Start of Information supplied

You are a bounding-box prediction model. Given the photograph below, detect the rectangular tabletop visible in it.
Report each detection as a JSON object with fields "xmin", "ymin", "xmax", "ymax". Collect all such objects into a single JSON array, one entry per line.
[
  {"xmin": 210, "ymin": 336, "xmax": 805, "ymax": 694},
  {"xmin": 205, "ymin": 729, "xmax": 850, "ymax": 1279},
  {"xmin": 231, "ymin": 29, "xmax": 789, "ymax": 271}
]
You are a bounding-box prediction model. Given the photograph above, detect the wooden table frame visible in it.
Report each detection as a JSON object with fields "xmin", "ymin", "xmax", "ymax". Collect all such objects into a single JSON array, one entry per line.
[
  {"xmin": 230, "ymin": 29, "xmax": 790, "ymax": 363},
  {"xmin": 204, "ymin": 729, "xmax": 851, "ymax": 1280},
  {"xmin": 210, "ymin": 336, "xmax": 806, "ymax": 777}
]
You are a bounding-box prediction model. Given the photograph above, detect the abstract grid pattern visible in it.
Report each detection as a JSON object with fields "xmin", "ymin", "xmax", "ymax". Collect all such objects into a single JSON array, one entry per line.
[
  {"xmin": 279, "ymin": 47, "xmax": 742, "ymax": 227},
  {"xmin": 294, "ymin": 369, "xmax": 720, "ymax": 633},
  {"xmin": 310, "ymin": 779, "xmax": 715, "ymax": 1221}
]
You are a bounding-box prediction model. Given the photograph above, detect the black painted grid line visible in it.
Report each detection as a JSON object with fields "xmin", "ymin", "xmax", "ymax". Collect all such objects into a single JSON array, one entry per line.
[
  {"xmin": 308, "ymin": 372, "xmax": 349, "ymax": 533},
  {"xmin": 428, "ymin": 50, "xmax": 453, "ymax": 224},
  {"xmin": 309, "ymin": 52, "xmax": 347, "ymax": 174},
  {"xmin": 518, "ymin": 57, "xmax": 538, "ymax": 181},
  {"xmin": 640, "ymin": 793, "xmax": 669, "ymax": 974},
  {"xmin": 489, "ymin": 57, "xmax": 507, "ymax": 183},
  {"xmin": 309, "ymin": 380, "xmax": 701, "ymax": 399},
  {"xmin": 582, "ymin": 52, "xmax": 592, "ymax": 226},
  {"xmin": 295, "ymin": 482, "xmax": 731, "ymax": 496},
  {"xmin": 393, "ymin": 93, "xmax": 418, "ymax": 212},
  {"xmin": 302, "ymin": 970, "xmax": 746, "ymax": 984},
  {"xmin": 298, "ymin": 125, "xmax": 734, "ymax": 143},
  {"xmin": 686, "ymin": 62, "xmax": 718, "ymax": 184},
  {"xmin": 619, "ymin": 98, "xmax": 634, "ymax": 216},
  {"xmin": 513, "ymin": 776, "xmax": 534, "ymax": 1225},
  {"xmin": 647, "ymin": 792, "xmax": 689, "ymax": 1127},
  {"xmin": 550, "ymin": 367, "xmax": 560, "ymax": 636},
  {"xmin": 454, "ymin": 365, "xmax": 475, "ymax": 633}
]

End of Information supplied

## What to work on
Would you count the lines in the data that contain the word "model" and state only the number?

## Exercise solution
4